:: What you will do ::
Your answer must match the material exactly, line for line.

::::::::

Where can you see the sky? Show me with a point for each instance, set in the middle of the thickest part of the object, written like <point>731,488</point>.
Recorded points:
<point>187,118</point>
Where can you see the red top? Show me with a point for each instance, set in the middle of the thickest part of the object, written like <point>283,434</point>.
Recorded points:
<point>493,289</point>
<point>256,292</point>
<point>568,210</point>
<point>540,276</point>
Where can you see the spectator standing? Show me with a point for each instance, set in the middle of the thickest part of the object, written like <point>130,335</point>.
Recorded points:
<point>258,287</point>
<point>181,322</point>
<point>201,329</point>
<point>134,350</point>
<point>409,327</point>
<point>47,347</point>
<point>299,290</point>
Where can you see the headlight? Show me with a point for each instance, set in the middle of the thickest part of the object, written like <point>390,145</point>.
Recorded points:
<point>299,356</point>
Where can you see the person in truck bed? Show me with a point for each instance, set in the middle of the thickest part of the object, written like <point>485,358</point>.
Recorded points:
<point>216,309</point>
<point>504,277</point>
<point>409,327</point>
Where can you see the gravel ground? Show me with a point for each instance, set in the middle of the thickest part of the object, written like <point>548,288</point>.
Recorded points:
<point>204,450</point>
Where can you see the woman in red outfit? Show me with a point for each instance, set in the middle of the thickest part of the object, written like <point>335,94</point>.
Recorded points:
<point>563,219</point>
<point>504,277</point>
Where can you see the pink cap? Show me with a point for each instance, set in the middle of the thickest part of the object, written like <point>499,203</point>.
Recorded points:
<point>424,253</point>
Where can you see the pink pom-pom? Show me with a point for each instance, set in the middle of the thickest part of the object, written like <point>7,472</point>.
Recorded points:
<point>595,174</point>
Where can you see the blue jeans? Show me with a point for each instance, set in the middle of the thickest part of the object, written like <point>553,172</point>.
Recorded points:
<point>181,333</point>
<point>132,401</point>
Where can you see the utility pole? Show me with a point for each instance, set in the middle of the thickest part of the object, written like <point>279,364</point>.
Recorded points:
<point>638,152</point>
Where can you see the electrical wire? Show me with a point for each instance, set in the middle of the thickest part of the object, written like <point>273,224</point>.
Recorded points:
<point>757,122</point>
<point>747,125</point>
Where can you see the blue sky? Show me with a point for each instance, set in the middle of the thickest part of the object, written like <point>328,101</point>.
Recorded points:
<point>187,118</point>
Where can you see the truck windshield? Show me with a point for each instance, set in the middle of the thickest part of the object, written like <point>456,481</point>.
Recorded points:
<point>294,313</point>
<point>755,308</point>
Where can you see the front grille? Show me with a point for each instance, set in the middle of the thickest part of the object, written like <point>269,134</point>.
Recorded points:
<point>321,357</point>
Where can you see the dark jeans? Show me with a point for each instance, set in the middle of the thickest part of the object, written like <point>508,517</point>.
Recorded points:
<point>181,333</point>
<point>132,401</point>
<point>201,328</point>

::::::::

:: Written solution ::
Where can you see the sky? Show me with a point for each instance, set in the middle of the thickest part of the object, written like <point>731,488</point>.
Recorded points:
<point>187,118</point>
Where can you see the red top? Show me with a point for each instance, set in the middle of the thickest part of the object, written like <point>283,434</point>.
Recorded points:
<point>493,289</point>
<point>256,292</point>
<point>568,210</point>
<point>540,276</point>
Where can you see the spectator standing? Show me with a point for each instance, set in the middle of the thickest part of the object, written like <point>130,335</point>.
Recorded points:
<point>258,287</point>
<point>181,322</point>
<point>201,329</point>
<point>134,350</point>
<point>409,327</point>
<point>47,347</point>
<point>299,290</point>
Where can you see the headlight? Show me with a point for each instance, set in the middle of the thickest part of the object, written like <point>390,145</point>.
Recorded points:
<point>299,356</point>
Where can you see the person in truck bed? Show me with a point for each instance, set in the middle of the thickest part of the object, written like <point>485,358</point>.
Recorded points:
<point>216,309</point>
<point>504,277</point>
<point>409,327</point>
Where can you see the gravel ground? Show me with a point for each instance, set in the middle of the thickest part of the object, written like <point>548,288</point>.
Recorded points:
<point>204,450</point>
Where can you see the woman in red outfit? Show me with a point for each instance, set in the middle of the thickest part of the object, written like <point>335,94</point>.
Recorded points:
<point>563,219</point>
<point>504,277</point>
Where can you see the pink cap? Show me with a point for each instance, set in the middle of the thickest part of the object, written like <point>499,203</point>.
Recorded points:
<point>424,253</point>
Where can you see the pink pom-pom? Show me with a point for each instance, set in the middle of the thickest part of the object, written like <point>7,472</point>.
Recorded points:
<point>595,174</point>
Where can you see the blue jeans? Show me with a point for each instance, set in the middle of the thickest part of the object, written like <point>553,172</point>.
Recorded points:
<point>181,333</point>
<point>132,401</point>
Where can you see the utility pole? Show me with a point for each instance, set in the middle of the thickest part of the object, written like <point>279,364</point>.
Recorded points:
<point>638,152</point>
Where can you see the electrical wire? Show me with a point for each instance, set in the middle of the thickest part of the object, written like <point>273,224</point>.
Recorded points:
<point>757,122</point>
<point>747,125</point>
Where can you see the blue sky? Show me with a point for each instance, set in the middle of the thickest part of the object, written like <point>328,101</point>.
Recorded points:
<point>187,118</point>
Where can you see the truck windshield? Show me with a point for each instance, set in the middle of the thickest part of the object, written like <point>456,481</point>.
Recorded points:
<point>294,313</point>
<point>755,308</point>
Where can you see the front grille? Show me with a point for each instance, set in the middle of the thickest part of the object, written like <point>269,134</point>.
Recorded points:
<point>321,357</point>
Where can you see the dark jeans? Show me with a point for each instance, set in the middle of the thickest part of the object, written like <point>508,517</point>.
Recorded points:
<point>181,333</point>
<point>132,401</point>
<point>201,328</point>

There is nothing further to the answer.